● **Исходный текст**
━━━━━━━━━━━━━━━━━━━━━━━━━━━━━━
Страница 23 из 57
Парфенов: А я откуда знаю?
Соколова: Вы там долго работали. Я не лично про вас говорю, вообще есть такой момент?
Парфенов: Спасибо за комплимент! «Доверяют ли красивым ведущим – я, конечно, не про вас!»
Соколова: Я этого не говорила. Вы кажетесь мне холодным – и только.
Парфенов: По-моему, главное – это попасть в ожидания. Вот в ваши я, видимо, не попал.
Собчак: Слушайте, вот есть очень умный, дико начитанный, очень интеллигентный человек – Дмитрий Быков. Но когда он в шортах (!) что-то вещает про кино у Гордона, ему веришь гораздо меньше.
Парфенов: Это называется «совсем не старается». Есть огромное количество людей, деятелей культуры, которые полагают, что «ящик» – это не ремесло. «Я книжки умные пишу, поэтому приду подарочком, еще все спасибо скажут, в ножки поклонятся».
━━━━━━━━━━━━━━━━━━━━━━━━━━━━━━
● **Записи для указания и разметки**

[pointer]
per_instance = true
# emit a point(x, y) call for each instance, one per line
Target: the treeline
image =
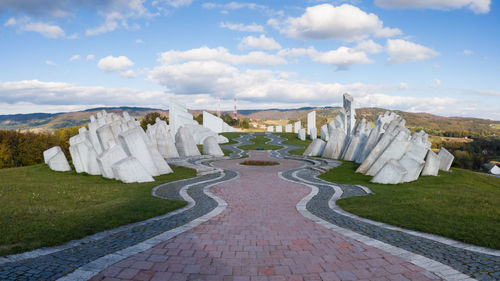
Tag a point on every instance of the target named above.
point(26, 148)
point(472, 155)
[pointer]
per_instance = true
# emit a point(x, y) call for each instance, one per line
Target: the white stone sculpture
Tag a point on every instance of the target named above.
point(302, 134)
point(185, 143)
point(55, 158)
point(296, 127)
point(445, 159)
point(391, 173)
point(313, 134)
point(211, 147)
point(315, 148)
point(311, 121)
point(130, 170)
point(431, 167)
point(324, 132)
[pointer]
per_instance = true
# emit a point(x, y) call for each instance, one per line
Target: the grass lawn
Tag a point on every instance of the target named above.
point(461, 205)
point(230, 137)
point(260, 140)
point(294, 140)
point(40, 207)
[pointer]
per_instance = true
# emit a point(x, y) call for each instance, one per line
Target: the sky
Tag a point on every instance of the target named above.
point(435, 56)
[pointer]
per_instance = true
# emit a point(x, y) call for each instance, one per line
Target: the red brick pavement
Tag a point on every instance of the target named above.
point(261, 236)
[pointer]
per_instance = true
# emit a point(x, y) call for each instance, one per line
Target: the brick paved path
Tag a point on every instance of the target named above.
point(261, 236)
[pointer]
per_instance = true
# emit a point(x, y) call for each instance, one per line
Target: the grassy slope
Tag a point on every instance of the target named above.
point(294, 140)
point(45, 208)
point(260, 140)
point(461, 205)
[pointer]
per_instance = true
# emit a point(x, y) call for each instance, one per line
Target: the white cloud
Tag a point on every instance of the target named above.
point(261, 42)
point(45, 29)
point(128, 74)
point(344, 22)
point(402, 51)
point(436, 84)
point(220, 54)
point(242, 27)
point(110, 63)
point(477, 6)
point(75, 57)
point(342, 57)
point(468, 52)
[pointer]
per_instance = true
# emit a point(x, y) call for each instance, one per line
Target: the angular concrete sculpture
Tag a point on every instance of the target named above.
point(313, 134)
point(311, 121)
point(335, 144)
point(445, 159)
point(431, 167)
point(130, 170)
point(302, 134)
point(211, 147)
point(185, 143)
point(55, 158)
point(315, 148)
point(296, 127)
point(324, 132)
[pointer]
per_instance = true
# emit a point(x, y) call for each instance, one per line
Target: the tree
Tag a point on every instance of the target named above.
━━━━━━━━━━━━━━━━━━━━━━━━━━━━━━
● **Что нужно сделать**
1 – Перескажите отрывок беседы о телевидении в двух предложениях.
2 – Отредактируйте отрывок беседы о телевидении: приведите участок от «Соколова: Вы там» до «холодным – и только.», заменив «холодным» на «равнодушным».
3 – Продолжите отрывок беседы о телевидении, начав сразу после последней реплики Парфенова.

● **Итоговые результаты**
1 – Соколова говорит Парфенову, что он кажется ей холодным, а он отвечает, что главное — попасть в ожидания, и в ее ожидания он, видимо, не попал. Собчак приводит в пример Дмитрия Быкова, которому в шортах у Гордона веришь гораздо меньше, а Парфенов замечает, что многие деятели культуры не считают «ящик» ремеслом.

2 –
Соколова: Вы там долго работали. Я не лично про вас говорю, вообще есть такой момент?
Парфенов: Спасибо за комплимент! «Доверяют ли красивым ведущим – я, конечно, не про вас!»
Соколова: Я этого не говорила. Вы кажетесь мне равнодушным – и только.

3 –
Собчак: А что скажете про Гордона? У него была маразматическая ночная передача. Я, правда, ни слова не понимала, но оторваться не могла.
Соколова: Такой же эффект дает вдумчивое курение травы. Но Гордон определенно дешевле.
Парфенов: Я не стану включать телевизор, чтобы слушать умные и непонятные мне разговоры. Чтобы заинтересовать зрителя, этого мало, по-моему. Надо менять картинку.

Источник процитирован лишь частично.